Everything in the listing should be copied exactly, save for the pictures.

(Beginning of Data extract)

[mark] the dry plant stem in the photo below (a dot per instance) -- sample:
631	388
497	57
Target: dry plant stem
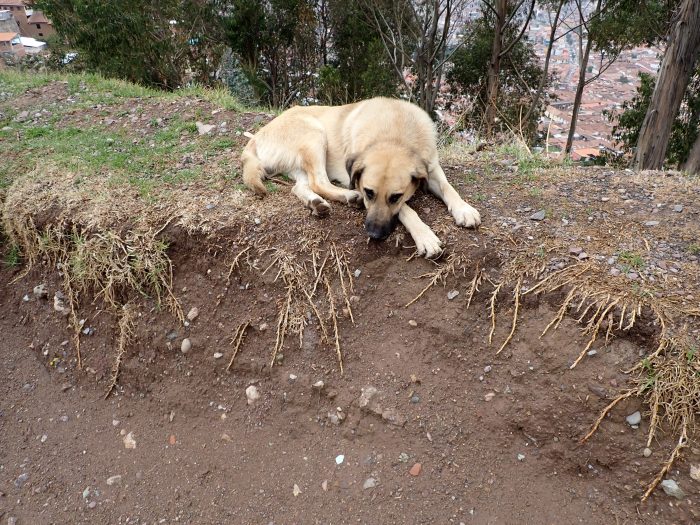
595	327
560	314
474	285
437	276
282	321
126	330
236	341
516	293
339	270
492	303
682	443
234	263
334	317
605	413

(End of Data extract)

(Task output):
[mark] the dry plant stem in the photo below (a dot per instance) -- sample:
631	388
497	57
Target: dry plant stem
595	327
560	314
474	285
437	276
282	321
126	330
236	341
516	293
339	270
492	303
682	443
234	263
334	317
605	413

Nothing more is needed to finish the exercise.